**YOUR GOAL**
Would you restate all the entries exactly, leaving nothing out?

**DATASET RECORDS**

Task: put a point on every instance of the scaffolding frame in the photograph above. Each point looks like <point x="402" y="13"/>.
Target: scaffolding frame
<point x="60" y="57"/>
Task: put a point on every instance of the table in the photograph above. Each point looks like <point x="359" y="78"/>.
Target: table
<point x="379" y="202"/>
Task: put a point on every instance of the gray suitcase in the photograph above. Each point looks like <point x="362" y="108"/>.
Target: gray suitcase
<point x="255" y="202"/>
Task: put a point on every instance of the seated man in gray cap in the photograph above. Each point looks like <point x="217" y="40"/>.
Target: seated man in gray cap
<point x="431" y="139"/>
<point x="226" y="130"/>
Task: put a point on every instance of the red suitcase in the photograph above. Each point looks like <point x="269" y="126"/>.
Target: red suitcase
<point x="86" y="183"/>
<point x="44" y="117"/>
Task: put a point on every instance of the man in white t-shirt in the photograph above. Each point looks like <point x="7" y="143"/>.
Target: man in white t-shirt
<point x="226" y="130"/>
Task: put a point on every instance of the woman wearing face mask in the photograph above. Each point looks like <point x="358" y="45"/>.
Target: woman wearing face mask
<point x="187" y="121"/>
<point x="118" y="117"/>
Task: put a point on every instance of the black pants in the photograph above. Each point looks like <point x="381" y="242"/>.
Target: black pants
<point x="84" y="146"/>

**TASK ANSWER**
Task: put a point on every instance of the scaffolding frame in the photograph above. Each point looks like <point x="402" y="13"/>.
Target: scaffolding frame
<point x="60" y="57"/>
Task: put a point on every instance of the table in the photograph above. Each point looks like <point x="359" y="78"/>.
Target: table
<point x="379" y="202"/>
Task: put a point on every instance of the gray suitcase in the photograph above. Each point looks like <point x="362" y="108"/>.
Target: gray suitcase
<point x="255" y="202"/>
Task: put a point on every instance of the seated man in gray cap in the photograph above. Each point looks like <point x="217" y="40"/>.
Target: seated man in gray cap
<point x="431" y="139"/>
<point x="226" y="130"/>
Task: put a point on every instance of the red suitcase in the photograph above. Each point looks like <point x="269" y="126"/>.
Target: red suitcase
<point x="86" y="183"/>
<point x="44" y="117"/>
Task: put a point on every instance of the man in white t-shirt in the photograph above. Each point looks like <point x="7" y="143"/>.
Target: man in white t-shirt
<point x="226" y="130"/>
Task: put a point on every instance of the woman wearing face mask in the photograph above. Each point looks like <point x="358" y="45"/>.
Target: woman wearing face mask
<point x="187" y="121"/>
<point x="118" y="117"/>
Task: put a point on every instance of the black pants in the photograph above. Each point looks like <point x="381" y="242"/>.
Target: black pants
<point x="84" y="146"/>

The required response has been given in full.